## begin DATA LISTING

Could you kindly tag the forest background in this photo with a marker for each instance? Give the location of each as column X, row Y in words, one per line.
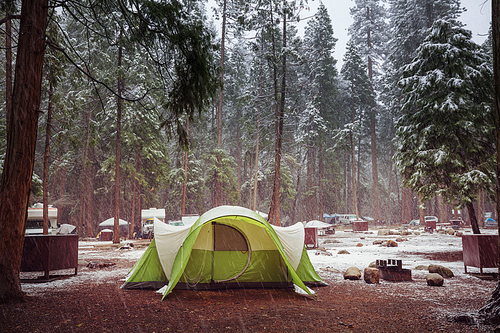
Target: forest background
column 339, row 127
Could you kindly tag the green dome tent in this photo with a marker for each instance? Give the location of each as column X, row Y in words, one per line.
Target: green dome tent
column 227, row 247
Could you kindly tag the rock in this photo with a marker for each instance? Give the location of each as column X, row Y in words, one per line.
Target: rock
column 434, row 279
column 352, row 273
column 441, row 270
column 422, row 268
column 391, row 243
column 331, row 241
column 330, row 269
column 384, row 232
column 371, row 275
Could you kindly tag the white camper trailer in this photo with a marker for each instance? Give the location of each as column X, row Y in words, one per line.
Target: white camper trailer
column 147, row 216
column 34, row 225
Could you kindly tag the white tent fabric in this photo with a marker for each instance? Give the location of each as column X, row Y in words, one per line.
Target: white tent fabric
column 292, row 238
column 169, row 239
column 317, row 224
column 65, row 229
column 111, row 222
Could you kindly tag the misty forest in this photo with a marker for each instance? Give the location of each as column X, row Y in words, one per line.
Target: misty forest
column 146, row 106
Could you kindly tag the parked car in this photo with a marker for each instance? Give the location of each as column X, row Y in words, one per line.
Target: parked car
column 490, row 223
column 347, row 219
column 415, row 222
column 431, row 218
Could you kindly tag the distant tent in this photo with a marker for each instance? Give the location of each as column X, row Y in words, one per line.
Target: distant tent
column 227, row 247
column 110, row 223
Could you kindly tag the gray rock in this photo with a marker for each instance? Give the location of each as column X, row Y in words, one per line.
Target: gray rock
column 371, row 275
column 391, row 243
column 441, row 270
column 384, row 232
column 352, row 273
column 434, row 279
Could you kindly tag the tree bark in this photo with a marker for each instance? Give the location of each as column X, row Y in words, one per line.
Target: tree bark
column 473, row 218
column 406, row 214
column 116, row 229
column 8, row 69
column 46, row 164
column 21, row 141
column 274, row 210
column 184, row 183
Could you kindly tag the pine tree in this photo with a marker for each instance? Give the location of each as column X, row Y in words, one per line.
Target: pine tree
column 445, row 135
column 361, row 100
column 370, row 33
column 320, row 94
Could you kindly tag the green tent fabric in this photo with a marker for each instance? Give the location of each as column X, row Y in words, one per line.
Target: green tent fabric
column 227, row 247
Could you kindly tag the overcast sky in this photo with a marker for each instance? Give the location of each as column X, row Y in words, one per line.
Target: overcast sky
column 477, row 19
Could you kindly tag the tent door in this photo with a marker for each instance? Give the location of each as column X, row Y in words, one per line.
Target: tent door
column 231, row 255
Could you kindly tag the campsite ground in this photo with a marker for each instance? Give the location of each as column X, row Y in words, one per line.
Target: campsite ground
column 93, row 302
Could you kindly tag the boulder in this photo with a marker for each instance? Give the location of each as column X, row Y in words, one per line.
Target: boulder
column 391, row 243
column 434, row 279
column 352, row 273
column 422, row 268
column 371, row 275
column 441, row 270
column 384, row 232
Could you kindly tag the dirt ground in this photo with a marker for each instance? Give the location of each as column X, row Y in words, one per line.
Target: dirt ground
column 343, row 306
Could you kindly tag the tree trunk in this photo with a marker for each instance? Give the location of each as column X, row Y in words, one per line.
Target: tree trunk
column 406, row 207
column 116, row 229
column 8, row 70
column 257, row 141
column 46, row 164
column 184, row 183
column 353, row 179
column 21, row 141
column 134, row 190
column 274, row 210
column 310, row 202
column 320, row 181
column 473, row 219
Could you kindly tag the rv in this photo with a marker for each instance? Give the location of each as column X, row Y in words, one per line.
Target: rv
column 147, row 217
column 34, row 225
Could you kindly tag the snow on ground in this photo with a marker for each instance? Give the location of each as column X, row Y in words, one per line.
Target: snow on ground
column 333, row 267
column 330, row 267
column 362, row 256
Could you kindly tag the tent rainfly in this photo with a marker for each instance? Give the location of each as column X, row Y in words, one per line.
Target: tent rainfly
column 227, row 247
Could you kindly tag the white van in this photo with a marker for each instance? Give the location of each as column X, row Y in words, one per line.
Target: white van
column 346, row 219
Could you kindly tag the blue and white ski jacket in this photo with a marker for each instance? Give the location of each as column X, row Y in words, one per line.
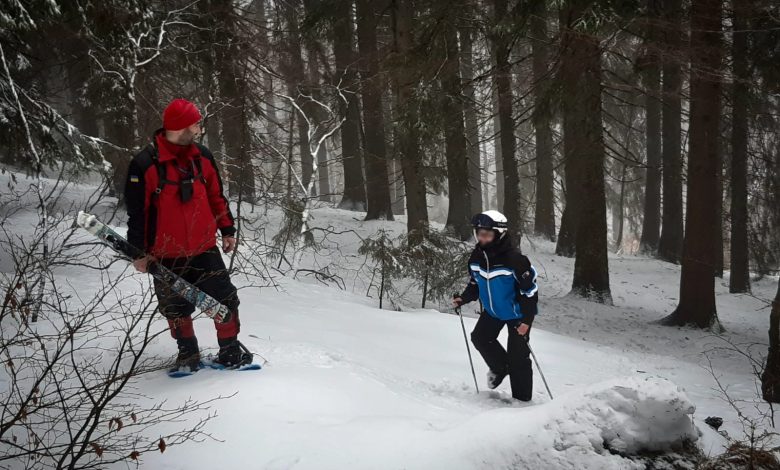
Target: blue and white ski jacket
column 504, row 280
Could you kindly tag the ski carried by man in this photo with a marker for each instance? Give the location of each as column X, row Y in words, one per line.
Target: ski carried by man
column 175, row 205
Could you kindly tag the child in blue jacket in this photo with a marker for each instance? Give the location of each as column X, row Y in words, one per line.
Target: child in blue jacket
column 504, row 281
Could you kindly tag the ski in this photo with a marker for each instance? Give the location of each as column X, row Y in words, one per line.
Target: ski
column 207, row 304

## end DATA LISTING

◆ WHAT YOU SHOULD DO ◆
Format every item above as a two-column CSV with the header item,answer and one row per item, placing its text under item and its answer under answer. Enclose each field in double quotes, replace line breaks with spaces, and leave the pictures out.

◆ SOLUTION ◆
item,answer
"Could you kindly tag the forest background in this photo with a marker for each instance? Give the location of each as column X, row Y in words, one per line. Target: forest background","column 339, row 127"
"Could you kindly tag the green dome tent in this photo with a marker for each instance? Give the location of each as column X, row Y in words, one per line. Target: green dome tent","column 227, row 247"
"Could you kindly tag the rock in this photo with a marker for each instance? Give the location of each as column X, row Y in words, one per line. Target: rock","column 434, row 279 column 352, row 273 column 441, row 270 column 422, row 268 column 391, row 243 column 331, row 241 column 330, row 269 column 384, row 232 column 371, row 275"
"Could you kindly tag the white camper trailer in this photo with a marker for each instance? Give the location of each as column X, row Y in words, one per line. Target: white camper trailer","column 147, row 216 column 34, row 225"
"Could you kindly tag the white tent fabric in this photo with a marker for each instance? Give the location of each as column X, row Y in words, one per line. Target: white tent fabric","column 292, row 238 column 169, row 239 column 317, row 224 column 65, row 229 column 111, row 222"
"Could you kindly tag the misty forest in this photo with a marker for each instance? Give the location of each as column X, row Y in words, one per line. Target: misty forest","column 146, row 106"
"Could you kindly tag the parked car in this photo with a marker for each instance? Give the location of each as column X, row Y in words, one per line. Target: parked car","column 490, row 223 column 347, row 219 column 415, row 222 column 431, row 218"
"Could you kindly tag the distant tent in this photo with a marker for each instance? Give the location of each as column X, row Y in words, one per line. Target: distant tent","column 227, row 247 column 110, row 223"
"Could you kindly tag the gray rock in this photo with a marker for each instance? Give the location of each as column X, row Y in words, one per line. Target: gray rock","column 371, row 275 column 391, row 243 column 441, row 270 column 384, row 232 column 352, row 273 column 434, row 279"
"Could you kindly tag the tree bark in this photo with a marker for each instance? Give the location of each as column X, row Y in words, one per line. Target: tree bark","column 473, row 218 column 406, row 214 column 116, row 229 column 8, row 69 column 46, row 164 column 21, row 141 column 274, row 210 column 184, row 183"
"Could you kindly tag the pine tree in this photo with a marker for each instance? Give the location of each as column X, row Y in words, one per line. Target: pine tree","column 445, row 135 column 361, row 100 column 370, row 33 column 320, row 94"
"Could you kindly tag the green tent fabric in this photo with a marker for each instance? Give the location of each as column X, row Y in words, one per line. Target: green tent fabric","column 227, row 247"
"Could you kindly tag the overcast sky in this photo with a marker for each instance? Give the location of each as column X, row Y in words, one per line. Target: overcast sky","column 477, row 19"
"Could you kindly tag the tent door in this photo with a marker for each instance? Give the location of each as column X, row Y in words, one per line. Target: tent door","column 231, row 255"
"Could you kindly tag the campsite ground in this photo with a marker for each instance? Give the location of each as column X, row Y in words, one per line. Target: campsite ground","column 93, row 302"
"Could you kindly tag the boulder in this photo with a marker for each instance? Give the location of each as column X, row Y in words, one per line. Target: boulder","column 391, row 243 column 434, row 279 column 352, row 273 column 422, row 268 column 371, row 275 column 441, row 270 column 384, row 232"
"Could you kindly tag the dirt ground in this photo with a marker for each instance? Give the location of each as column X, row Y in words, one per line. Target: dirt ground","column 343, row 306"
"Could you kindly tag the tree trunk in this photo with a marker for each instance? Give the location of each as column X, row Y in words, one per line. Target: tree trunk","column 406, row 207 column 116, row 229 column 8, row 70 column 257, row 141 column 46, row 164 column 184, row 183 column 353, row 179 column 21, row 141 column 134, row 190 column 274, row 210 column 310, row 202 column 320, row 181 column 473, row 219"
"Could you kindly tag the rv in this photo with a marker for each instance? Give the location of each as column X, row Y in words, one per line. Target: rv","column 147, row 217 column 34, row 225"
"Could you kindly tag the snow on ground in this photo with a marker for each instance? Give the location of each as column X, row Y in words, one per line. Target: snow on ground","column 333, row 267 column 330, row 267 column 362, row 256"
"Could you kindly tag the tent rainfly in this photo with a marker for each instance? Give the location of each as column X, row Y in words, one per line. Target: tent rainfly","column 227, row 247"
"Could you kindly tag the white van in this photo with a marker for each instance? Give the location of each as column X, row Y in words, one per line. Target: white van","column 346, row 219"
"Could you kindly tag the blue and white ski jacket in this photo with a marker for each instance? Give the location of each as column X, row Y in words, one per line. Target: blue and white ski jacket","column 504, row 280"
"Could you kindly tag the ski carried by man in this photo with a marker for each instance? Give the location of each as column X, row Y in words, one per line. Target: ski carried by man","column 175, row 205"
"Could you kindly tag the child in blue jacket in this photo with a marker for each instance? Give the location of each as column X, row Y in words, one per line. Target: child in blue jacket","column 504, row 281"
"Could you kindly tag the ski in this photo with a marker for each instance? Give the location of each as column X, row Y in words, one per line. Target: ski","column 207, row 304"